** START OF SUPPLIED ENTRIES **

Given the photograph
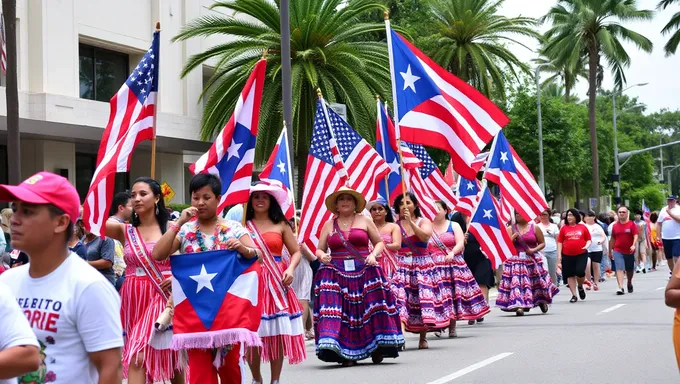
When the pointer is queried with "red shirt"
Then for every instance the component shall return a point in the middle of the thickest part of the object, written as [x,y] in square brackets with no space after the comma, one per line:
[573,239]
[623,236]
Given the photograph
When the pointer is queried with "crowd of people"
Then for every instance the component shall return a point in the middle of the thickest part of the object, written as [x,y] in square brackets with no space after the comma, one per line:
[87,307]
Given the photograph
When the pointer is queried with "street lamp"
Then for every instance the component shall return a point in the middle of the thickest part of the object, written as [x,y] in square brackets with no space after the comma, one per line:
[541,175]
[616,143]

** END OF SUPPLIED ENTRIES **

## WHAT IS NEEDED
Could you give every entry again with each "photograph" swapped for "image", nothing else changed and the pictures left out?

## COMPLETE RESPONSE
Given the image
When the pointer is queried with "red shirt"
Then for every instance the component shall return a point in the middle of the thickest part of the object, written as [x,y] in square brackets with no space after the comma, one per line:
[573,239]
[623,236]
Given the image
When the pointer is queried with "crowd of people"
Then for every instance the component shall return a point in the middle of the thickest part of the object, written as [x,y] in square brackets with no space after the comma, one per line:
[87,307]
Given the image
When the pointer is queried with "street lamp"
Then for every instance the component shall return a point in the middle of the thickest part of the object, written as [x,y] in square brackets with no space after the comma, one per line:
[541,175]
[616,143]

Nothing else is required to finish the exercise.